Page text:
On Tue, Sep 28, 2010 at 7:32 AM, Antoine Pitrou <solipsis@pitrou.net> wrote: [Guido]
wonder if it wouldn't be better to add an extra buffer to GzipFile so small seek() and read() calls can be made more efficient?
The problem is that, since the buffer of the unpickler and the buffer of the GzipFile are not aware of each other, the unpickler could easily ask to seek() backwards past the current GzipFile buffer, and fall back on the slow algorithm.
But AFAICT unpickle doesn't use seek()? [...]
But, if the stream had prefetch(), the unpickling would be simplified: I would only have to call prefetch() once when refilling the buffer, rather than two read()'s followed by a peek().
(I could try to coalesce the two reads, but it would complicate the code a bit more...)
Where exactly would the peek be used? (I must be confused because I can't find either peek or seek in _pickle.c.) It still seems to me that the "right" way to solve this would be to insert a transparent extra buffer somewhere, probably in the GzipFile code, and work in reducing the call overhead.
I want to push back on this more, primarily because a new primitive I/O operation has high costs: it can never be removed, it has to be added to every stream implementation, developers need to learn to use the new operation, and so on.

[Image segmentation entries]
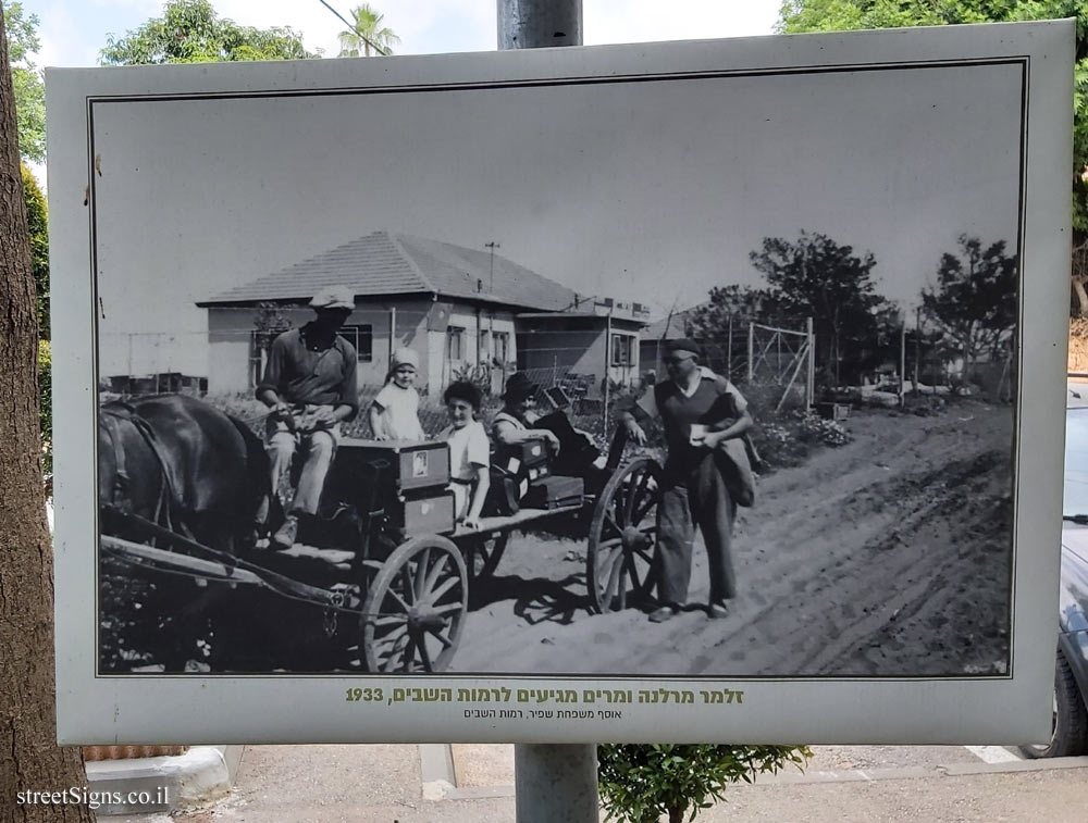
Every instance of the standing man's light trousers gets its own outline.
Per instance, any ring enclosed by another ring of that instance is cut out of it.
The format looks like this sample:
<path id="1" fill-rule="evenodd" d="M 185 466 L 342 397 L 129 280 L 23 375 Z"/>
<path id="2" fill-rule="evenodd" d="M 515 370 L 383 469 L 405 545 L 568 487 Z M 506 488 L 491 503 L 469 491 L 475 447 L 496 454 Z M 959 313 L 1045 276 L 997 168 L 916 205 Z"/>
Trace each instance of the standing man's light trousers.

Task instructions:
- 1) In the GzipFile thread, why does the last writer resist adding a new primitive I/O operation? Answer in one to three sentences.
- 2) Say whether each statement agrees with the GzipFile thread. Answer yes or no for each, and quote the words that decide it.
(a) With prefetch(), the unpickler would need to call it only once when refilling its buffer.
(b) The writer who asked where the peek would be used found peek in _pickle.c.
(c) Coalescing the two reads would make the code simpler.
- 3) Write a continuation of the GzipFile thread, starting after its final sentence.
These items come from a separate source.

Responses to the tasks:
- 1) The writer sees a new primitive I/O operation as costly because it can never be removed and has to be added to every stream implementation. Developers would also need to learn to use it.

- 2)
(a) Yes: "I would only have to call prefetch() once when refilling the buffer"
(b) No: "I can't find either peek or seek in _pickle.c"
(c) No: "it would complicate the code a bit more"

- 3)
I agree with this (except that most developers don't really need to learn to use it: common uses of readable files are content with read() and readline(), and need neither peek() nor prefetch()). I don't intend to push this for 3.2; I'm throwing the idea around with a hypothetical 3.3 landing if it seems useful.
So far it seems more awkward than useful.
Also, if you can believe the multi-core crowd, a very different possible future development might be to run the gunzip algorithm and the unpickle algorithm in parallel, on separate cores. Truly such a solution would require totally *different* new I/O primitives, which might have a higher chance of being reusable outside the context of pickle.
Well, it's a bit of a pie-in-the-sky perspective :) Furthermore, such a solution won't improve CPU efficiency, so if your workload is already able to utilize all CPU cores (which it can easily do if you are in a VM, or have multiple busy daemons), it doesn't bring anything.
Agreed it's pie in the sky... Though the interface between the two CPUs might actually be designed to be faster than the current buffered I/O. I have (mostly :-) fond memories of async I/O on a mainframe I used in the '70s which worked this way. -- --Guido van Rossum (python.org/~guido)